THE PROBLEM> Can you turn the lines below into a Markdown table with the columns "Number" and "Content", one row per line, numbered in order and with any blank lines left out?
>> Start DATASET ROWS
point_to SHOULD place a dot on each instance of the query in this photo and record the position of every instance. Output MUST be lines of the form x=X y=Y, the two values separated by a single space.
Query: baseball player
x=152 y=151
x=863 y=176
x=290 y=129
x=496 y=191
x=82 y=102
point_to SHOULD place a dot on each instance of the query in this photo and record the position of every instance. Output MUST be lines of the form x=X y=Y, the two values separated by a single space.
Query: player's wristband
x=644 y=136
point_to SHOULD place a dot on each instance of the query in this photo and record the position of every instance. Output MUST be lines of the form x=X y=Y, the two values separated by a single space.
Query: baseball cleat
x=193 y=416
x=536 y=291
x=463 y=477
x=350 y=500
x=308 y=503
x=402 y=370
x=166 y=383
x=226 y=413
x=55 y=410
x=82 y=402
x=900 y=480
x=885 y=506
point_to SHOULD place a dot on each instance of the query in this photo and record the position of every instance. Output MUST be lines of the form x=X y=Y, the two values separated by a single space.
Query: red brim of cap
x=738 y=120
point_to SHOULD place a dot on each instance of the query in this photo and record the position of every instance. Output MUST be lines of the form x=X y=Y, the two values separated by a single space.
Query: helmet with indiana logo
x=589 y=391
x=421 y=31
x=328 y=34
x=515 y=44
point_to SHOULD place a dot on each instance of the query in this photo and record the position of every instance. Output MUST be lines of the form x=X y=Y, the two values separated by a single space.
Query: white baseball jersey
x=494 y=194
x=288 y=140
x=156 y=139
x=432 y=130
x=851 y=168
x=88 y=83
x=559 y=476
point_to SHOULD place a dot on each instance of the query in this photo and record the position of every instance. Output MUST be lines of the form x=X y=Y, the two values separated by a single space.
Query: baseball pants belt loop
>> End DATASET ROWS
TASK OUTPUT>
| Number | Content |
|---|---|
| 1 | point_to SHOULD place a dot on each instance of the query in this photo and record the position of every instance. Output MUST be lines of the form x=X y=Y, the two values separated by a single space. |
| 2 | Query: baseball player |
| 3 | x=152 y=151 |
| 4 | x=863 y=176 |
| 5 | x=290 y=129 |
| 6 | x=496 y=191 |
| 7 | x=82 y=102 |
| 8 | point_to SHOULD place a dot on each instance of the query in this photo and record the position of every instance. Output MUST be lines of the form x=X y=Y, the two values separated by a single space. |
| 9 | Query: player's wristband |
| 10 | x=644 y=136 |
| 11 | point_to SHOULD place a dot on each instance of the query in this photo and record the position of every instance. Output MUST be lines of the form x=X y=Y, the two values separated by a single space. |
| 12 | Query: baseball cleat |
| 13 | x=193 y=416 |
| 14 | x=536 y=291 |
| 15 | x=463 y=477 |
| 16 | x=350 y=500 |
| 17 | x=308 y=503 |
| 18 | x=402 y=370 |
| 19 | x=166 y=383 |
| 20 | x=226 y=413 |
| 21 | x=55 y=410 |
| 22 | x=82 y=402 |
| 23 | x=900 y=480 |
| 24 | x=885 y=506 |
| 25 | point_to SHOULD place a dot on each instance of the query in this photo and record the position of every instance. Output MUST be lines of the form x=X y=Y, the two values separated by a single space. |
| 26 | Query: red brim of cap |
| 27 | x=738 y=120 |
| 28 | point_to SHOULD place a dot on each instance of the query in this photo and record the position of every instance. Output MUST be lines of the form x=X y=Y, the two values separated by a single space. |
| 29 | Query: helmet with indiana logo |
| 30 | x=589 y=391 |
| 31 | x=421 y=31 |
| 32 | x=328 y=34 |
| 33 | x=515 y=44 |
| 34 | point_to SHOULD place a dot on each instance of the query in this photo and record the position of every instance. Output MUST be lines of the form x=X y=Y, the two values separated by a single space. |
| 35 | Query: white baseball jersey |
| 36 | x=494 y=194 |
| 37 | x=288 y=140 |
| 38 | x=156 y=139 |
| 39 | x=432 y=130 |
| 40 | x=851 y=168 |
| 41 | x=88 y=83 |
| 42 | x=559 y=476 |
| 43 | point_to SHOULD place a dot on each instance of the query in this photo and record the position of every instance. Output MUST be lines of the form x=X y=Y, the two values separated by a single space. |
| 44 | Query: baseball pants belt loop |